◆ Textauszug
Die nationalsozialistischen Einflüsse auf seine Gemeindearbeit in Glanmünchweiler waren unterschiedlicher Art: Zum einen wurde das im Mai 1933 wieder gewählte Presbyterium, dessen Arbeit für Unmut bei der örtlichen NSDAP sorgte, schon im Juli 1933 wieder gestürzt. Mit dem neuen eher NS-affinen Presbyterium arbeitete er gut zusammen. Zum anderen schränkten die neuen politischen Verhältnisse seine Jugendarbeit ein. Die Mädchenarbeit seiner Pfarrei gestaltete er so, dass nicht der Verdacht einer Konkurrenz zum BDM entstand. Im Jahresbericht stellte er fest, dass aus diesem Grund die bündische Form der Jugendarbeit damals nicht in Frage kam. Er erwähnte, ohne den Arierparagraphen zu problematisieren, dass die Familienforschung, also die Prüfung der „arischen Abstammungsnachweise“, ihm viel Arbeit machte (S. 6). Der Frauenzweigverein des Roten Kreuzes sei trotz vier katholischer und dreier israelitischer (!) Mitglieder „dennoch als protestantischer Verein anzusprechen“ (S. 10).

◆ Aufgabe
Gib den Textauszug über die Gemeindearbeit in Glanmünchweiler zur NS-Zeit vollständig und wortgetreu wieder. Die Zeilen werden hier nicht gebraucht.

◆ Dateneinträge
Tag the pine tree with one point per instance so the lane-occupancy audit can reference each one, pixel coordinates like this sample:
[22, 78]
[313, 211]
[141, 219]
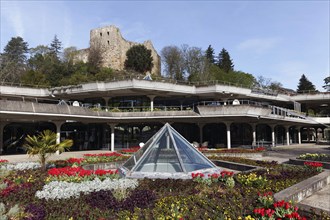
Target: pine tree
[139, 59]
[224, 62]
[209, 54]
[305, 84]
[13, 60]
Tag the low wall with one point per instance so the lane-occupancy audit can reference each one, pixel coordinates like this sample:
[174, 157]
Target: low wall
[326, 165]
[104, 166]
[234, 166]
[244, 155]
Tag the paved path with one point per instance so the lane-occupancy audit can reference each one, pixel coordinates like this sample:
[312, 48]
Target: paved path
[320, 199]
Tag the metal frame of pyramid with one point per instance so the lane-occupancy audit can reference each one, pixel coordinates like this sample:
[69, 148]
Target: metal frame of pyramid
[167, 154]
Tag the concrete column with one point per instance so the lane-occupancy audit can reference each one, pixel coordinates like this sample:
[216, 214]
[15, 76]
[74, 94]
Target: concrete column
[228, 135]
[254, 134]
[112, 145]
[58, 125]
[201, 126]
[273, 135]
[151, 97]
[299, 135]
[287, 135]
[308, 135]
[2, 126]
[106, 100]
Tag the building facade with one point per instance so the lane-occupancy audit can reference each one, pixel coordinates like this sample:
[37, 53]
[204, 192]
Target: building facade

◆ Lösung der Aufgabe
Die nationalsozialistischen Einflüsse auf seine Gemeindearbeit in Glanmünchweiler waren unterschiedlicher Art: Zum einen wurde das im Mai 1933 wieder gewählte Presbyterium, dessen Arbeit für Unmut bei der örtlichen NSDAP sorgte, schon im Juli 1933 wieder gestürzt. Mit dem neuen eher NS-affinen Presbyterium arbeitete er gut zusammen. Zum anderen schränkten die neuen politischen Verhältnisse seine Jugendarbeit ein. Die Mädchenarbeit seiner Pfarrei gestaltete er so, dass nicht der Verdacht einer Konkurrenz zum BDM entstand. Im Jahresbericht stellte er fest, dass aus diesem Grund die bündische Form der Jugendarbeit damals nicht in Frage kam. Er erwähnte, ohne den Arierparagraphen zu problematisieren, dass die Familienforschung, also die Prüfung der „arischen Abstammungsnachweise“, ihm viel Arbeit machte (S. 6). Der Frauenzweigverein des Roten Kreuzes sei trotz vier katholischer und dreier israelitischer (!) Mitglieder „dennoch als protestantischer Verein anzusprechen“ (S. 10).